What the task requires: Could you put every line of the records below into a Markdown table with the columns Row and Line, skipping blank lines and leaving the pictures out?

___ Dataset entries ___

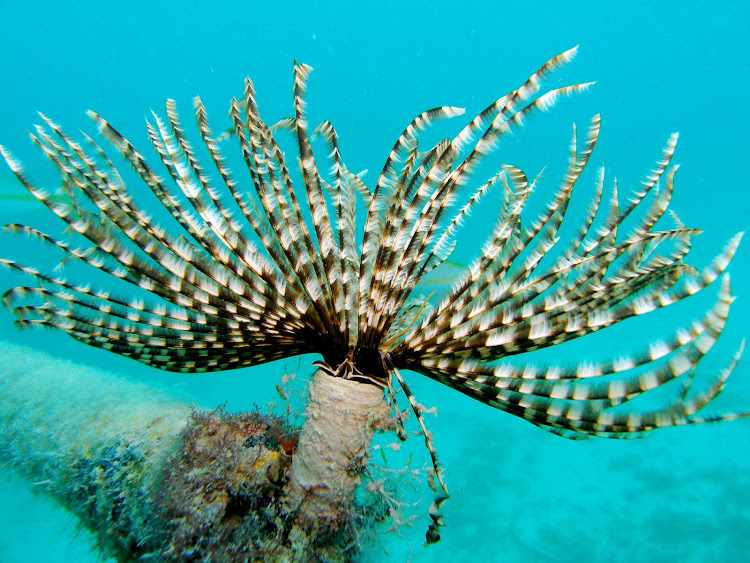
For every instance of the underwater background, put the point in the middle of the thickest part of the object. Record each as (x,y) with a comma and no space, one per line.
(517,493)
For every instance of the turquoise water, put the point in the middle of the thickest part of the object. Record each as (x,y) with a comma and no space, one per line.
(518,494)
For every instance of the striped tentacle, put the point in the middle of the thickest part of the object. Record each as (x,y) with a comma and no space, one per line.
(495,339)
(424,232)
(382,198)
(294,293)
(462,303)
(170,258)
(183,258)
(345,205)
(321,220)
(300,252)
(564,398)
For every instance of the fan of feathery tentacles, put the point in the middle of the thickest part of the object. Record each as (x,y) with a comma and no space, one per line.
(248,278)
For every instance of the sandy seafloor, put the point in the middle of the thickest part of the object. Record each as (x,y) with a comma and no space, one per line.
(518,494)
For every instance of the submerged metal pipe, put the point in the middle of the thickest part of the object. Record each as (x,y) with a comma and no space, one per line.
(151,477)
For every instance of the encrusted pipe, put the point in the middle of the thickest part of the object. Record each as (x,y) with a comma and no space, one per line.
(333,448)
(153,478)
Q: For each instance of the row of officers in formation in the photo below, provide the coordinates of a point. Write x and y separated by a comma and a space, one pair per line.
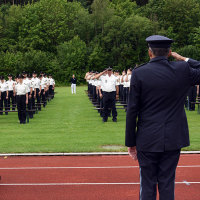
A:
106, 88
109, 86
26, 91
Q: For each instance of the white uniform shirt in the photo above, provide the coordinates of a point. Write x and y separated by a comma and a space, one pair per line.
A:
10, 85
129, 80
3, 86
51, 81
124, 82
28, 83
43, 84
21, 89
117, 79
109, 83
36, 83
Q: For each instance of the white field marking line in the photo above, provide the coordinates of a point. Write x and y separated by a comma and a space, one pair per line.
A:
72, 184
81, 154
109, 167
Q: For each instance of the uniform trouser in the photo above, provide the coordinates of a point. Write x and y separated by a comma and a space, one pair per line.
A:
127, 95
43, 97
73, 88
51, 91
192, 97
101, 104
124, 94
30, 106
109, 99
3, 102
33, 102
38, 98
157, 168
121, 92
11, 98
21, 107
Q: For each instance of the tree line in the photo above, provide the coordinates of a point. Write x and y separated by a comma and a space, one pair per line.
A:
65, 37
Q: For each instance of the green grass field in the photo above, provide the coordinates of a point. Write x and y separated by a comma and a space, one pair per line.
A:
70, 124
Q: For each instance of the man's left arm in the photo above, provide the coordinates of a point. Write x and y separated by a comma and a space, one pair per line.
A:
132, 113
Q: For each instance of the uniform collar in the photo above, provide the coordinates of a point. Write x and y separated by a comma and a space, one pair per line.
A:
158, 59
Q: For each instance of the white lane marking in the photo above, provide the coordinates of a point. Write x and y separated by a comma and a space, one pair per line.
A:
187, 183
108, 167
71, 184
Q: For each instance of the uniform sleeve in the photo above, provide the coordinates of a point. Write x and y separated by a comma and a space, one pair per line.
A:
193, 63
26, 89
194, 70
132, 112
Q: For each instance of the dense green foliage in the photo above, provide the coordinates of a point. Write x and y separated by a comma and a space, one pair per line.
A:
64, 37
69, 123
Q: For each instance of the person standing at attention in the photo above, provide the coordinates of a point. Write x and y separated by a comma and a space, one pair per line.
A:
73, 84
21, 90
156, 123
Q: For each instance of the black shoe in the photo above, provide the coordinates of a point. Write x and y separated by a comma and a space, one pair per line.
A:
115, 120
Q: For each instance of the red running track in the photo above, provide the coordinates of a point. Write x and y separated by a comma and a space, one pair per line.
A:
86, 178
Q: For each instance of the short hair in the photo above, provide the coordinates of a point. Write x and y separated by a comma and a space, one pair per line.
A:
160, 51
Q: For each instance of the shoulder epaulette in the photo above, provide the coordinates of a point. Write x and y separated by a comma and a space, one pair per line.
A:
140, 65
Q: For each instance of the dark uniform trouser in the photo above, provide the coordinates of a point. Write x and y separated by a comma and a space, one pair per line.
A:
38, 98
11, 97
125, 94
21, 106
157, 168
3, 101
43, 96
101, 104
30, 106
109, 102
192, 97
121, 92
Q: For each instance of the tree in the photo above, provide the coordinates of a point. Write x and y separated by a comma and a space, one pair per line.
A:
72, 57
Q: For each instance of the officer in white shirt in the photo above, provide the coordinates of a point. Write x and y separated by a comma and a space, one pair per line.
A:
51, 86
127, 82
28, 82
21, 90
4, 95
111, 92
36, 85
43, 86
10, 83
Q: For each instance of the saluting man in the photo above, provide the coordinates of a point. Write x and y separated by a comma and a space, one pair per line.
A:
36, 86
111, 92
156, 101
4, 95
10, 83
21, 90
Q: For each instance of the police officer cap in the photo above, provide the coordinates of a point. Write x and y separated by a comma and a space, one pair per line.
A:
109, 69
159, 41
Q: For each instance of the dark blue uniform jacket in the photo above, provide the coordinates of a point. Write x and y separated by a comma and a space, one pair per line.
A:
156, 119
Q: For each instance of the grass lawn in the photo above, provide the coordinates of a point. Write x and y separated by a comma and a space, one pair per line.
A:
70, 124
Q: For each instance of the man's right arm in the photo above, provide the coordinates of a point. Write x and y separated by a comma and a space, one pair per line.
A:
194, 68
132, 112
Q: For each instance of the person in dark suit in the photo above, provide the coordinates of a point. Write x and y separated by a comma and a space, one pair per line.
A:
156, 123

___

Output for this exercise:
| Row | Line |
|---|---|
| 1 | For every instance of the underwater background, put the point in the middle of the thickest part of the object. Record each as (x,y) with a comma and no space, one per line. |
| 2 | (517,493) |
| 3 | For every instance of the turquoise water, put the point in the middle of the thickest part of the object. Record each as (x,y) with a comma and no space, one per line. |
| 4 | (518,494) |
| 5 | For every instance of the striped tentacle, put the point in the middle of the thickest part of the object. Record each as (x,y) with a comma and no space, one per line. |
| 6 | (495,339) |
| 7 | (424,232) |
| 8 | (382,198) |
| 9 | (294,293) |
| 10 | (462,303) |
| 11 | (170,258) |
| 12 | (183,258) |
| 13 | (345,205) |
| 14 | (321,220) |
| 15 | (300,252) |
| 16 | (564,398) |
| 17 | For every instance of the fan of feathery tentacles, put the point in the middle of the thickest part of the object. Record each as (x,y) with a comma and no space, one per line. |
| 18 | (248,278) |
| 19 | For every instance of the sandy seafloor, put the point in the middle of the thickest part of the object. Record each as (x,y) with a comma and no space, one per line. |
| 20 | (518,494) |
| 21 | For every instance of the submerged metal pipe, put the point in the middle of the thickest part of the object. Record each as (x,y) with a comma and no space, one per line. |
| 22 | (151,477) |
| 23 | For every instance of the encrusted pipe, put the point in the middle of the thickest part of the object. Record each as (x,y) with a comma and no space, one per line. |
| 24 | (333,448) |
| 25 | (153,478) |
| 26 | Q: For each instance of the row of officers in formation in the photo below, provide the coordinates of a point. Write x and y separated by a comma and a space, one pair per line. |
| 27 | A: |
| 28 | 106, 88 |
| 29 | 109, 86 |
| 30 | 26, 91 |
| 31 | Q: For each instance of the white uniform shirt in the photo above, provide the coordinates of a point. Write x and y separated by a comma and a space, one pair per line. |
| 32 | A: |
| 33 | 10, 85 |
| 34 | 129, 80 |
| 35 | 3, 86 |
| 36 | 51, 81 |
| 37 | 124, 82 |
| 38 | 28, 83 |
| 39 | 43, 84 |
| 40 | 21, 89 |
| 41 | 117, 79 |
| 42 | 109, 83 |
| 43 | 36, 83 |
| 44 | Q: For each instance of the white field marking line in the photo above, provide the coordinates of a point. Write x and y separated by a comma and a space, one pair per line. |
| 45 | A: |
| 46 | 72, 184 |
| 47 | 81, 154 |
| 48 | 109, 167 |
| 49 | Q: For each instance of the uniform trouser in the photo above, provide the coordinates of a point. Write x and y separated by a comma and a space, one pair per line. |
| 50 | A: |
| 51 | 127, 95 |
| 52 | 43, 97 |
| 53 | 73, 88 |
| 54 | 51, 91 |
| 55 | 192, 97 |
| 56 | 101, 104 |
| 57 | 124, 94 |
| 58 | 30, 106 |
| 59 | 109, 99 |
| 60 | 3, 102 |
| 61 | 33, 102 |
| 62 | 38, 98 |
| 63 | 157, 168 |
| 64 | 121, 92 |
| 65 | 11, 98 |
| 66 | 21, 107 |
| 67 | Q: For each instance of the tree line in the photo above, provide the coordinates of a point. Write x and y separated by a comma and a space, one pair per line. |
| 68 | A: |
| 69 | 65, 37 |
| 70 | Q: For each instance of the green grass field in the photo above, provide the coordinates of a point. Write x and y separated by a comma and a space, one pair per line. |
| 71 | A: |
| 72 | 70, 124 |
| 73 | Q: For each instance of the man's left arm in the photo above, provide the coordinates of a point. Write x and y separated by a comma and a space, one pair per line. |
| 74 | A: |
| 75 | 132, 113 |
| 76 | Q: For each instance of the uniform collar in the photo above, provide the coordinates of a point. Write x and y separated by a comma and a space, one pair per line. |
| 77 | A: |
| 78 | 158, 59 |
| 79 | Q: For each instance of the white lane marking in the photo above, provide the coordinates of a point. Write x and y separated by a comma and a space, one pair per line. |
| 80 | A: |
| 81 | 187, 183 |
| 82 | 108, 167 |
| 83 | 71, 184 |
| 84 | Q: For each instance of the uniform sleeve in the photo above, provide the coordinates of a point. Write x and y separated by a comma and a space, one pair per line. |
| 85 | A: |
| 86 | 193, 63 |
| 87 | 26, 89 |
| 88 | 194, 70 |
| 89 | 132, 112 |
| 90 | Q: For each instance of the dense green foliage in the photo above, provide the coordinates of a point. Write x and y separated by a comma and a space, one pair per line. |
| 91 | A: |
| 92 | 64, 37 |
| 93 | 69, 123 |
| 94 | Q: For each instance of the person standing at attention in the photo above, provide the coordinates of a point. Write x and y separated by a comma and a space, one pair per line. |
| 95 | A: |
| 96 | 73, 84 |
| 97 | 21, 90 |
| 98 | 156, 123 |
| 99 | Q: For each instance of the black shoe in the photo above, provide the coordinates of a point. Write x and y separated by a comma and a space, one pair per line. |
| 100 | A: |
| 101 | 115, 120 |
| 102 | Q: For each instance of the red running track in the photo above, provide the coordinates of a point. Write x and y separated by a comma and a space, one pair per line. |
| 103 | A: |
| 104 | 86, 178 |
| 105 | Q: For each instance of the short hair in the photo above, provide the coordinates of a point. Write x and y separated by a comma and a space, one pair per line. |
| 106 | A: |
| 107 | 160, 51 |
| 108 | Q: For each instance of the shoulder epaulette in the photo above, provide the coordinates of a point. Write x and y separated by a comma and a space, one pair per line. |
| 109 | A: |
| 110 | 140, 65 |
| 111 | Q: For each instance of the dark uniform trouser in the photo above, provide the coordinates of a point. Write x and y separated by a comma and a space, one pair per line. |
| 112 | A: |
| 113 | 38, 98 |
| 114 | 11, 97 |
| 115 | 125, 94 |
| 116 | 21, 106 |
| 117 | 157, 168 |
| 118 | 3, 101 |
| 119 | 43, 96 |
| 120 | 101, 104 |
| 121 | 30, 106 |
| 122 | 109, 102 |
| 123 | 192, 97 |
| 124 | 121, 92 |
| 125 | Q: For each instance of the tree in the photo above, provide the coordinates of a point. Write x and y separated by a comma and a space, one pair per line. |
| 126 | A: |
| 127 | 72, 57 |
| 128 | Q: For each instance of the officer in white shirt in the photo above, provide the coordinates of a point. Write x and y separated by a comma and a space, one pair per line. |
| 129 | A: |
| 130 | 51, 86 |
| 131 | 127, 82 |
| 132 | 28, 82 |
| 133 | 21, 90 |
| 134 | 4, 95 |
| 135 | 111, 92 |
| 136 | 36, 85 |
| 137 | 43, 86 |
| 138 | 10, 83 |
| 139 | Q: For each instance of the saluting man in the photo above, provide the coordinates of a point. Write x and y separated by a comma and a space, one pair per line. |
| 140 | A: |
| 141 | 36, 86 |
| 142 | 111, 92 |
| 143 | 156, 101 |
| 144 | 4, 95 |
| 145 | 10, 83 |
| 146 | 21, 90 |
| 147 | Q: For each instance of the police officer cap in the photo above, provide the coordinates of a point. Write x and y separated by a comma and a space, one pair per line. |
| 148 | A: |
| 149 | 109, 69 |
| 150 | 159, 41 |
| 151 | Q: For each instance of the dark blue uniform jacket in the photo above, provide the coordinates of a point. Write x and y separated by a comma and a space, one pair per line. |
| 152 | A: |
| 153 | 156, 119 |
| 154 | Q: For each instance of the grass lawn in the photo above, provide the coordinates of a point. Write x and y separated by a comma and a space, one pair per line. |
| 155 | A: |
| 156 | 70, 124 |
| 157 | Q: For each instance of the man's right arm in the photo above, provide the coordinates of a point. Write x and y separated by a comma and a space, one pair per line. |
| 158 | A: |
| 159 | 194, 68 |
| 160 | 132, 112 |
| 161 | Q: For each instance of the person in dark suit in the photo above, provide the coordinates of a point. Write x and y separated by a comma and a space, one pair per line. |
| 162 | A: |
| 163 | 156, 123 |